- **Assigned task**
Using the data below, copy each line that includes the word "finger".

- **Listed entries**
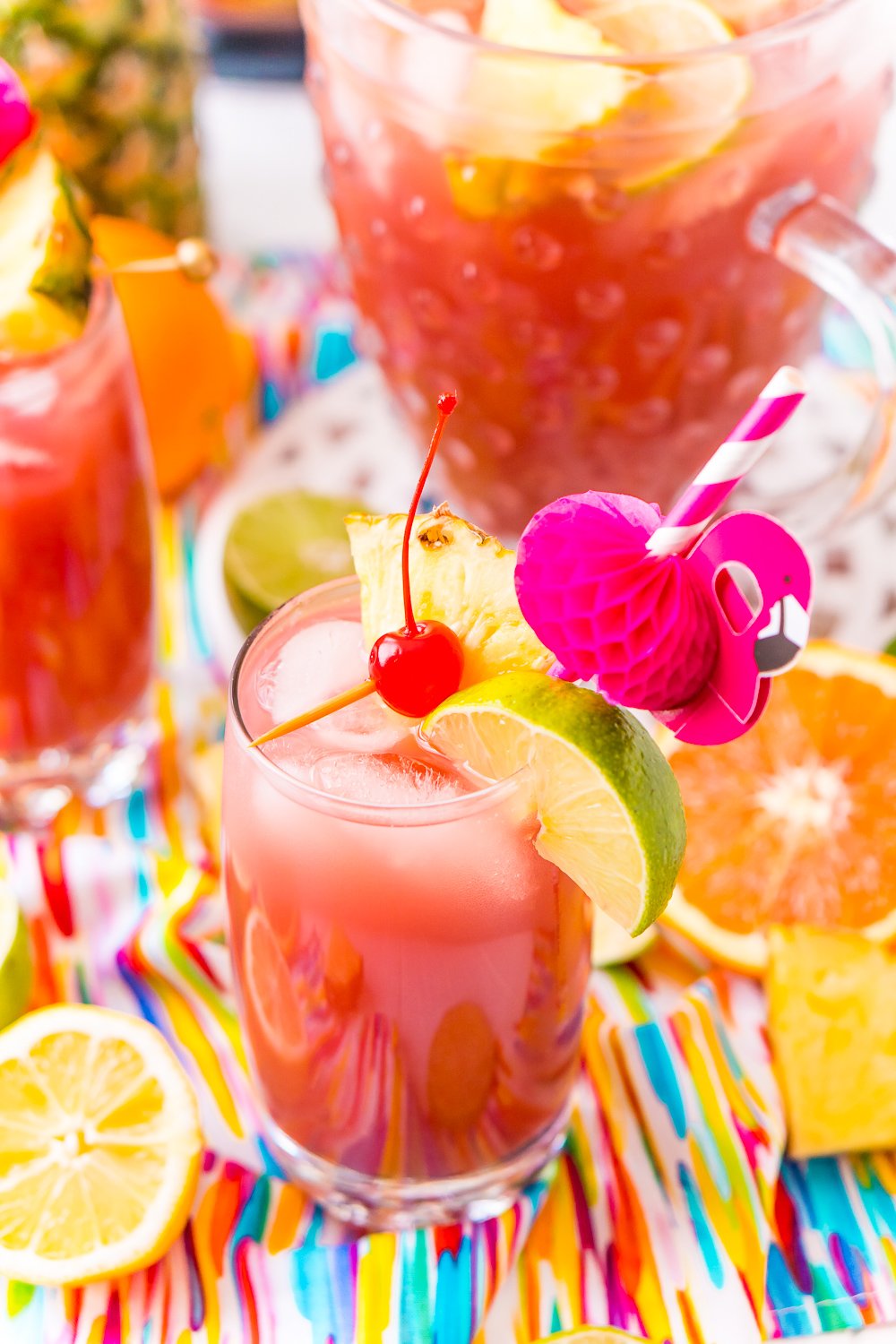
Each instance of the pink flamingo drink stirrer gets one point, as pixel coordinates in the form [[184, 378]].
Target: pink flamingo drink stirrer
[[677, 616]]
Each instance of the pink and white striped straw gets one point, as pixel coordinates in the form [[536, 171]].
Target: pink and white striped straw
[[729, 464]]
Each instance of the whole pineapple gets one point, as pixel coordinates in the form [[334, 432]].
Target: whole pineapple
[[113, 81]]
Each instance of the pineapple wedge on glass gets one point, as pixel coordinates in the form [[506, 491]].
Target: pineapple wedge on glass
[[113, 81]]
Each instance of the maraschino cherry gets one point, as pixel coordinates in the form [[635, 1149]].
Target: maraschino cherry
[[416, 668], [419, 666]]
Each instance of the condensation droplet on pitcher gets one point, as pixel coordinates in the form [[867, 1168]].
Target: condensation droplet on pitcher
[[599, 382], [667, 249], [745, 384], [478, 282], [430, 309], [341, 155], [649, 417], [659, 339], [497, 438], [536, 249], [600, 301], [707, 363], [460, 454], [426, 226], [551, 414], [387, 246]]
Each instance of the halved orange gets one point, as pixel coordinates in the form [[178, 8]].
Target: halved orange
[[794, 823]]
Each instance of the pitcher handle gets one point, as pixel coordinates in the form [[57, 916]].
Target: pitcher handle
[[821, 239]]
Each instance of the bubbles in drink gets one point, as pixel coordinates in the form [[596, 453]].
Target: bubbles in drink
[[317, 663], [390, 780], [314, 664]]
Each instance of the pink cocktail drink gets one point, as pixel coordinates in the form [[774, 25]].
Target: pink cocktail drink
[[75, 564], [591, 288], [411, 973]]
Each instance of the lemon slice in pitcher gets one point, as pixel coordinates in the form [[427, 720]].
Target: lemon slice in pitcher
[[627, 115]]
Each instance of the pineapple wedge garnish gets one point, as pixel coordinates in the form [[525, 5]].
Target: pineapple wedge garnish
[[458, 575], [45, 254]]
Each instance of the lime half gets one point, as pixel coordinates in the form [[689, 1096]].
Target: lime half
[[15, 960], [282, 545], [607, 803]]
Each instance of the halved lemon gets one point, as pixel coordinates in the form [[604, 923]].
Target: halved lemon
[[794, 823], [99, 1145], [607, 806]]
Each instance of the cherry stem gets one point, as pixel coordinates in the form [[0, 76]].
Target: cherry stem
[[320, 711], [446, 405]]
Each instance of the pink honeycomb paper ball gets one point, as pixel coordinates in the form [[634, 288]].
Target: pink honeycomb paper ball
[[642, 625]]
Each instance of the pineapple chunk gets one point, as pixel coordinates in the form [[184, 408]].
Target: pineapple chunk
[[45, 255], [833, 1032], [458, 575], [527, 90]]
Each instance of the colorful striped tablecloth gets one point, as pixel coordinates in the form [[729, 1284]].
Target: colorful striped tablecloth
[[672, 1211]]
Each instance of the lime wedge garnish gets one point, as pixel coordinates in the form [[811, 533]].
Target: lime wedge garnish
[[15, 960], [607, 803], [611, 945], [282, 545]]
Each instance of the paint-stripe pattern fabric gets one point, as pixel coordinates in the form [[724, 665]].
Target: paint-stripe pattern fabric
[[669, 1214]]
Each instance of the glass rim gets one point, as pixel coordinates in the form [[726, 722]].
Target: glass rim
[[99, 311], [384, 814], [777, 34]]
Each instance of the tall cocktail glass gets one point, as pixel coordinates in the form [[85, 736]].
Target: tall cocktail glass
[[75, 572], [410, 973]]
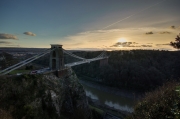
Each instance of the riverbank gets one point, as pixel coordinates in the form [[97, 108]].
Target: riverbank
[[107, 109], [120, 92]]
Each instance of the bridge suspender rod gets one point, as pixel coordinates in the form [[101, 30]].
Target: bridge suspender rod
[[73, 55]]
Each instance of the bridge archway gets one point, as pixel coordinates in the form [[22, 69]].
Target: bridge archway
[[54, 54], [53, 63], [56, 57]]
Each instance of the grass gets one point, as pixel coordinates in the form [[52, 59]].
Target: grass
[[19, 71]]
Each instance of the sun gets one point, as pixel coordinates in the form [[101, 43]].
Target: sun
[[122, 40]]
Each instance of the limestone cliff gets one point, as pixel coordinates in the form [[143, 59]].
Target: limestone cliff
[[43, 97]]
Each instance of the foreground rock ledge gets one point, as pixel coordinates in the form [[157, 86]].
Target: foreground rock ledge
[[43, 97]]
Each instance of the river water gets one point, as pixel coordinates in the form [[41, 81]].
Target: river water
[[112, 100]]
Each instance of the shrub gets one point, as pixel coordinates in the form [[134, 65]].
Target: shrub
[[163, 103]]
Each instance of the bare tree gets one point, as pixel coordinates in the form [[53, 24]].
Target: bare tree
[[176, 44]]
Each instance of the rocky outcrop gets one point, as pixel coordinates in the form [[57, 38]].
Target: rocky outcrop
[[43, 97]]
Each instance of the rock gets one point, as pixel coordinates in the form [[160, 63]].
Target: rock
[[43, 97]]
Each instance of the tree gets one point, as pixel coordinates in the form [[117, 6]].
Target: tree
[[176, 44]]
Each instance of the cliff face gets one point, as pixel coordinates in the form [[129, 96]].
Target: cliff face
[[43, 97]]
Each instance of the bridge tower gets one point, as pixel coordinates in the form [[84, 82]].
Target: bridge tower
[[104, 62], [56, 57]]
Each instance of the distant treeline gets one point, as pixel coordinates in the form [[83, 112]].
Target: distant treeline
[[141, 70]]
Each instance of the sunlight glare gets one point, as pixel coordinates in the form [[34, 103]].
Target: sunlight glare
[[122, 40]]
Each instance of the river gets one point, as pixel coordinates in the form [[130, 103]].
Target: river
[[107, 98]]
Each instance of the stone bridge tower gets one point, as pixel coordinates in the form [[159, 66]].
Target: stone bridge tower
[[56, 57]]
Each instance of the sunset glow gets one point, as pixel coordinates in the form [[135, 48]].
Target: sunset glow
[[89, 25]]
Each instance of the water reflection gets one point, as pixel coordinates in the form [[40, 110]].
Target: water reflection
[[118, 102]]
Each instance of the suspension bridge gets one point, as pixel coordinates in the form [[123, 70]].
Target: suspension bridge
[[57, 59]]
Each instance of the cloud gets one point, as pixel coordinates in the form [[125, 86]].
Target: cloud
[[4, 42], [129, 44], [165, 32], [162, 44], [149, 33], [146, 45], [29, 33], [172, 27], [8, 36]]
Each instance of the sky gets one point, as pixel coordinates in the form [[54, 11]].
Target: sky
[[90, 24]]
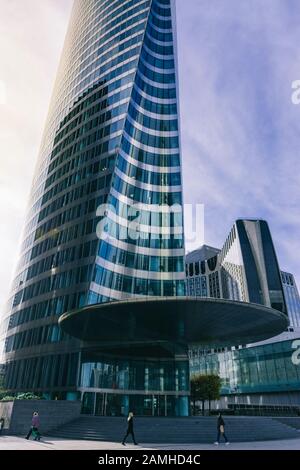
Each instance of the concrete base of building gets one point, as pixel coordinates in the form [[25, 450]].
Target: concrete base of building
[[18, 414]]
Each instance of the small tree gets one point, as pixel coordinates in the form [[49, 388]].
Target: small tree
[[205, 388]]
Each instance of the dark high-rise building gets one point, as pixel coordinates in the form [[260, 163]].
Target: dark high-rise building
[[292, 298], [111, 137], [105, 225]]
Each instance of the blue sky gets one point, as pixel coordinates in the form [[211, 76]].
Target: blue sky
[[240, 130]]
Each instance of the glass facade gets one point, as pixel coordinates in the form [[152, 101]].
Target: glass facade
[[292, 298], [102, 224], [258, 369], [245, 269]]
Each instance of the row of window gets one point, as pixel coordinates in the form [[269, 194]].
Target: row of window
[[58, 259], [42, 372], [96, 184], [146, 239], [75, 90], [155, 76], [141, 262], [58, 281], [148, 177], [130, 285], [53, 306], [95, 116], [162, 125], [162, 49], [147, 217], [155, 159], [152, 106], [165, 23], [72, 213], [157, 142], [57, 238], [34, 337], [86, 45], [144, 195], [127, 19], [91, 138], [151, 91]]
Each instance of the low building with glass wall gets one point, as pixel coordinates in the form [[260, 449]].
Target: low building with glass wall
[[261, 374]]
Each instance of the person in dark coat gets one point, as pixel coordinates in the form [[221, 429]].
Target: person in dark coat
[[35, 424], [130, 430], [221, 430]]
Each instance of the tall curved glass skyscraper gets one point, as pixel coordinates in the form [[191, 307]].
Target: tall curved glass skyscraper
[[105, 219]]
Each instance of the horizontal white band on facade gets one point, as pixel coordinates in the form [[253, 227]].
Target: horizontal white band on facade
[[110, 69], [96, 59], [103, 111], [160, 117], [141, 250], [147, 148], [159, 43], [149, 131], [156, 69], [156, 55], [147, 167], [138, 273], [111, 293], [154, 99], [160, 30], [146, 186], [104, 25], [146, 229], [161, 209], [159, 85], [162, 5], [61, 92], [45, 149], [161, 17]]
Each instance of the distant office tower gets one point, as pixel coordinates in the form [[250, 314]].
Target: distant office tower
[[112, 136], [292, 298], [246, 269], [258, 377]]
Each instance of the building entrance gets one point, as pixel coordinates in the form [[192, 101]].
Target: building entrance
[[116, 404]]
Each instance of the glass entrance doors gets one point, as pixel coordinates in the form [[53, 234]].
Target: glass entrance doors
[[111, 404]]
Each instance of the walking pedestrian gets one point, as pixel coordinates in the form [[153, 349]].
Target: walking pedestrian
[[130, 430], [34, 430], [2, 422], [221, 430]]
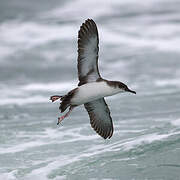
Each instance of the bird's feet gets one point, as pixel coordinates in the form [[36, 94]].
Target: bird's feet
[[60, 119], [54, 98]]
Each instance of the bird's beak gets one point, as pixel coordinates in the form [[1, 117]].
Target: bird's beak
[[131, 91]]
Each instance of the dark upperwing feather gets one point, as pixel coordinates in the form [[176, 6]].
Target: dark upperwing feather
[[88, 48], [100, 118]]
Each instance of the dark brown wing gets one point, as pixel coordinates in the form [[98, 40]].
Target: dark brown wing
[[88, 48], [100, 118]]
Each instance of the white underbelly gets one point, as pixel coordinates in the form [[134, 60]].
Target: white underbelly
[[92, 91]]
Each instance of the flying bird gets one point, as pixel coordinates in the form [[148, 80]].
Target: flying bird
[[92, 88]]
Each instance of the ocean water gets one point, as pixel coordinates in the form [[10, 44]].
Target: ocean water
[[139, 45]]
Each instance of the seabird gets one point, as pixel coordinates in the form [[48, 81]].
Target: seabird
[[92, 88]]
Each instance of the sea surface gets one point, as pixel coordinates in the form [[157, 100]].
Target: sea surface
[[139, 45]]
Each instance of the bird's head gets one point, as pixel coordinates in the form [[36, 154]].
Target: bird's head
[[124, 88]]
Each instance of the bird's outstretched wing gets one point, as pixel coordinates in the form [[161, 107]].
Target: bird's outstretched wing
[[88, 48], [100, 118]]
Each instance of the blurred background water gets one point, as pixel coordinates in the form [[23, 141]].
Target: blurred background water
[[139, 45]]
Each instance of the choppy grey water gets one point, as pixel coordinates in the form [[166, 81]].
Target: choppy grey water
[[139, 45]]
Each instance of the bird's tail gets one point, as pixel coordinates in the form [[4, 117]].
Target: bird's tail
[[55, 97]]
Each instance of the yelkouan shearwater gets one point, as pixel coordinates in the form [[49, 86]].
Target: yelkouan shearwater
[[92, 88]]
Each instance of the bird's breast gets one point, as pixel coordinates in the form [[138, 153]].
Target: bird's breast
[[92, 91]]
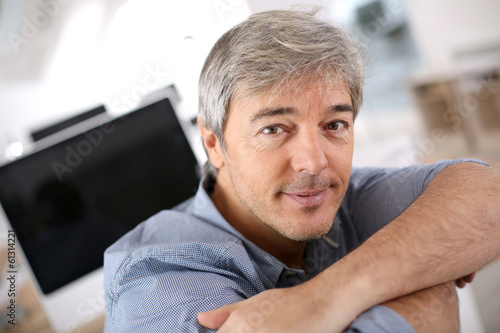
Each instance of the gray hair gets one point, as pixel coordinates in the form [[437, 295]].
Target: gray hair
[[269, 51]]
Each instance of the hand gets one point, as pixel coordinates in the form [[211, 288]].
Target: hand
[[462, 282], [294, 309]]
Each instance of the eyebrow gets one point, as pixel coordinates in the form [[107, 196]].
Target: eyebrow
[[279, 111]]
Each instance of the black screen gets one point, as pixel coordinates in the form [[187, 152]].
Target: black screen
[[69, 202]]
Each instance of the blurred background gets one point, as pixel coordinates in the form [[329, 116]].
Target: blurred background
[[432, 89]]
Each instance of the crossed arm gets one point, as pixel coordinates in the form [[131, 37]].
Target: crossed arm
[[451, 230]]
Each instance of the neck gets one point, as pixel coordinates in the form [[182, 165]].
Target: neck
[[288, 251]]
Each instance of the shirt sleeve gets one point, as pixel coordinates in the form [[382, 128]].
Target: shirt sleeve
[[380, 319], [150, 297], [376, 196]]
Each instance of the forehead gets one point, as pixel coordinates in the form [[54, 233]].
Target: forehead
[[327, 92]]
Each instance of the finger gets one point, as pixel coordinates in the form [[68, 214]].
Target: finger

- **Answer to this problem**
Each instance of the finger gets one point, as pixel coordinates in the form [[68, 214]].
Target: finger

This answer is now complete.